§ 任务说明:
判断以下三个说法是否与阅读文本相符:(a) 被认为有严重冷血精神病倾向的人大约占总人口的1%;(b) 在戴维·兰德的研究中,大多数受试者从来没有选择与陌生人分享钱;(c) 亚里士多德认为,看似无私的行为归根结底是为了获得荣誉和赞誉。每项回答“是”或“否”,并原文引用起决定作用的语句。

§ 阅读文本:
━━━━━━━━

一般在进行到磁共振扫描这一步之后,大部分孩子都很高兴完成了测试,得到了酬金以及一张大脑内部的照片。(拿到打印出来的脑扫描片之后,他们会在自己妈妈的眼前晃动片子,并怪叫道:“看到了没!我是有脑子的!”)
出乎意料的是,这类研究还有个令人振奋的结论,即普通的孩子跟这些有典型冷血精神障碍特征的青少年是截然不同的。
被认为“有严重冷血精神病倾向”的人,大概占到总人口的1%。但是,据我们所知,这个小群体并未被看作特殊群体。他们身上表现非常突出的那些特质其实在其他大多数人身上也或多或少地存在着。有一项研究发现,使用《冷血精神病量表(筛查版)》(PCL-SV)对普通成年人进行筛查的时候,大概有30% 的人群会或多或少表现出冷血精神病的特征。3 有趣的是,我的同行戴维·兰德在互联网上进行的一项研究发现,对陌生人表现得很自私的人的比例也差不多如此。在这项研究中,受试者有机会跟一个陌生人共享一小笔钱,他永远不会见到那个人,而分享的原因仅仅是因为慷慨。39% 的人从来没有选择与人分享这笔钱,但是剩下的61% 至少偶尔会愿意与人分享。4 同样,大约有70% 的人在冷血精神病量表中的测试得分是零分。这是个让人感觉很安心的结果。
大家普遍相信人性“从根本上来讲是自私的”,以自我为中心、不择手段而且冷酷无情。哲学家们已经为人性的自私痛心疾首了数千年。这种担忧至少可以追溯到亚里士多德那里,他得出结论: “所有友好的感情都是对方主要出于自私的目的而给予的。”5 亚里士多德认为,即使一个人表面上看起来非常无私的行为,其实归根结底也是为了获得“荣誉和他人对自己的赞誉”。这种思维方式认定,即使看起来对其他人充满关爱,人们行为的根源也能被追溯到利己的目的上。给慈善事业捐款?那是为了免税!主动去帮助无家可归者?那是为了表现自己的优越感!像科里·布克那样冒着被烧死的危险从大火中营救出受困的妇女?不管怎样,他这么做一定有某种自我满足的诉求!也许是“荣誉和赞扬”吧。

━━━━━━━━

§ 原始材料:
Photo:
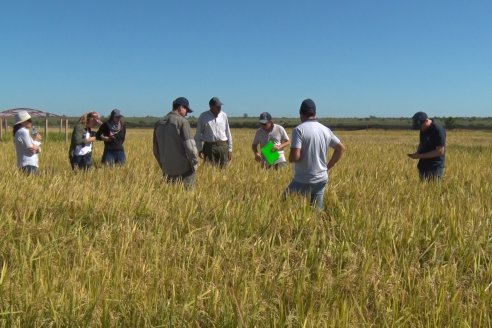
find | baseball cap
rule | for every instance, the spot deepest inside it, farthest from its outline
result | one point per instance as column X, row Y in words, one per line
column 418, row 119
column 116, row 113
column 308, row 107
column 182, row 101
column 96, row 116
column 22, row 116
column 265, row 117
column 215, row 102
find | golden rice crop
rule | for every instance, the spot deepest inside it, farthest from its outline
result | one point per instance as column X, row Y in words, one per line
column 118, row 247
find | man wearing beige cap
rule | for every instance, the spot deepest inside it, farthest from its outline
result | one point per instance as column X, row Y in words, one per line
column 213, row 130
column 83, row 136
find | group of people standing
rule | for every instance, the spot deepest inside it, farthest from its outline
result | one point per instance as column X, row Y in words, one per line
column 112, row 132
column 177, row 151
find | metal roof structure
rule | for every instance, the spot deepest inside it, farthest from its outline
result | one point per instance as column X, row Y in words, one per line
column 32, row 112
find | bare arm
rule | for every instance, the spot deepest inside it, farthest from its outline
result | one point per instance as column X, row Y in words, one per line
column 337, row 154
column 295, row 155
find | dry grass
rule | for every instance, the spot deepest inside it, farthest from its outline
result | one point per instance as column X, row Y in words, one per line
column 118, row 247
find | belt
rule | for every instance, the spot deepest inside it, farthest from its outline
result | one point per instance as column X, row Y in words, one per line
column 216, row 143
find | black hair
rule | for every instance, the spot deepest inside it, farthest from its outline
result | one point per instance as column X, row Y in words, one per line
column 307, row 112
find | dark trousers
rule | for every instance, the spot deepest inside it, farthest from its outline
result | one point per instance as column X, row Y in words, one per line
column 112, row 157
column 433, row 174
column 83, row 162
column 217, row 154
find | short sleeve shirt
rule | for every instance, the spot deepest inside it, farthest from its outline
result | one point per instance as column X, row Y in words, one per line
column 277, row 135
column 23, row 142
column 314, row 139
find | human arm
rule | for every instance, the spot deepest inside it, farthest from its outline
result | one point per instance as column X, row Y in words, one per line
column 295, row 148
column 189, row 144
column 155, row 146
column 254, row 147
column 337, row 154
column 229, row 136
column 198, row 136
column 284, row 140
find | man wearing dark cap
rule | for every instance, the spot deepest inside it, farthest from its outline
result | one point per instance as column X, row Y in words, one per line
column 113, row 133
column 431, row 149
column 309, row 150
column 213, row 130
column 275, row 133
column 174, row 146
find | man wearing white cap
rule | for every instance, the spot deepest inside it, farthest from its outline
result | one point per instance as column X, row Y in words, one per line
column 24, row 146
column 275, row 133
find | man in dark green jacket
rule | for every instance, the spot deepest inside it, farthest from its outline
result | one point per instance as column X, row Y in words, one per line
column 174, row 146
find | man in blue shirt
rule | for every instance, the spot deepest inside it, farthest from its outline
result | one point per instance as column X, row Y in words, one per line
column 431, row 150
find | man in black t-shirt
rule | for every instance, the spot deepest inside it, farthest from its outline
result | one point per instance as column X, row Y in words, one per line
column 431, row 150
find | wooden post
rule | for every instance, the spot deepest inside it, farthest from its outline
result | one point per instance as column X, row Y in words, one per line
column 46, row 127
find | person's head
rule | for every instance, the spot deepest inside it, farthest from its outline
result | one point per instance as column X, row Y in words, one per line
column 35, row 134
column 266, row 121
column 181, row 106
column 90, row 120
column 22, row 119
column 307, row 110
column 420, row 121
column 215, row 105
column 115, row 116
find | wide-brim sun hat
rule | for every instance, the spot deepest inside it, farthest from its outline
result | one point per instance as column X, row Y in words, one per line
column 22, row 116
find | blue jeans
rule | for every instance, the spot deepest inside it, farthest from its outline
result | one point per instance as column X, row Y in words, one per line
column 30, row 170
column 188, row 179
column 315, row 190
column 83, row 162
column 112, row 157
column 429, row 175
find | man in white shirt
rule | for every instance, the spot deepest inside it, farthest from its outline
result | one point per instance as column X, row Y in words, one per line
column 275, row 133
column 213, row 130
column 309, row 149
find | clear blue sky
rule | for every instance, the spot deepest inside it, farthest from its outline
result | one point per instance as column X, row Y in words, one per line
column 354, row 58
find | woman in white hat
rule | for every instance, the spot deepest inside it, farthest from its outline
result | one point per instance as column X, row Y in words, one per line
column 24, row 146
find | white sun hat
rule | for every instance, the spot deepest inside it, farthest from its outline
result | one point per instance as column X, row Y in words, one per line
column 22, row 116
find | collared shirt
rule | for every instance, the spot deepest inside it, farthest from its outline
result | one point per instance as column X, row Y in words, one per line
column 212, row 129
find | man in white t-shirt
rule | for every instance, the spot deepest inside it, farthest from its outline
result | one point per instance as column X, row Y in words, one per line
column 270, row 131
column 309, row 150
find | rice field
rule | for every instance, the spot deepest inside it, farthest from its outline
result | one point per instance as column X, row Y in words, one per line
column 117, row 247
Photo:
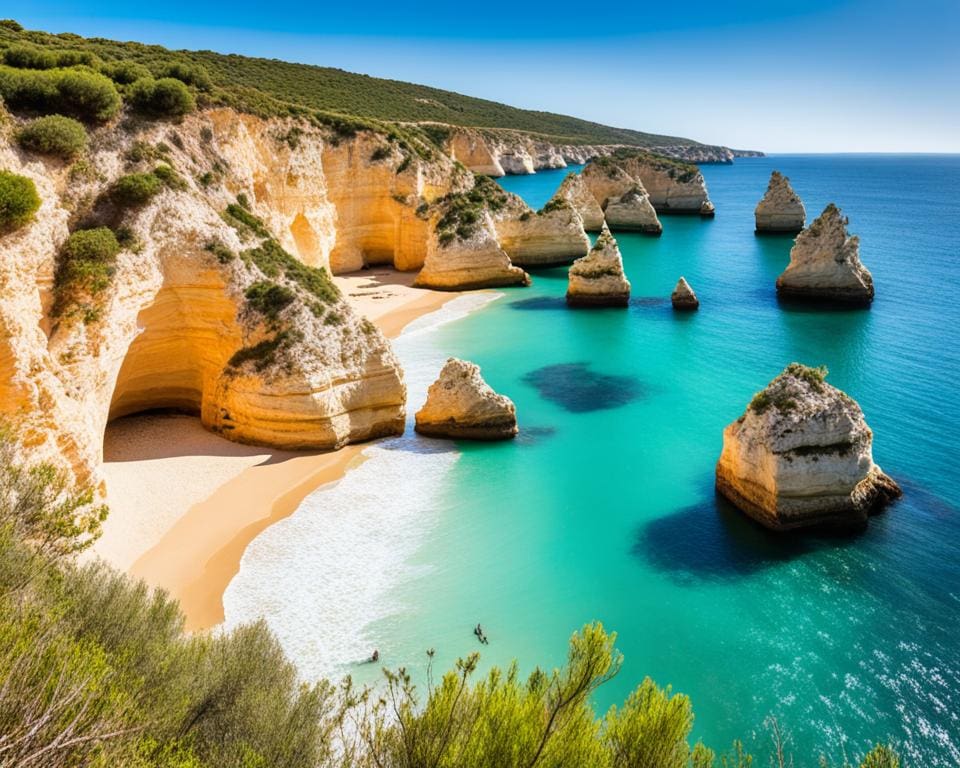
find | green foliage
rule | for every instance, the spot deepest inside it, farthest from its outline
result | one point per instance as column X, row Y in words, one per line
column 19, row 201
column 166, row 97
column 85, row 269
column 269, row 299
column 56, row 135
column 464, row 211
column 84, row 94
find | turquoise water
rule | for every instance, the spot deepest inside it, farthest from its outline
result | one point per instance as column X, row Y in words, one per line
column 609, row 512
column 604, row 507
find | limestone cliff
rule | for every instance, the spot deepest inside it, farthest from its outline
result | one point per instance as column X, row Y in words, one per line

━━━━━━━━

§ 参考答案:
(a) 是。“被认为“有严重冷血精神病倾向”的人,大概占到总人口的1%。”
(b) 否。“39% 的人从来没有选择与人分享这笔钱,但是剩下的61% 至少偶尔会愿意与人分享。”
(c) 是。“亚里士多德认为,即使一个人表面上看起来非常无私的行为,其实归根结底也是为了获得“荣誉和他人对自己的赞誉”。”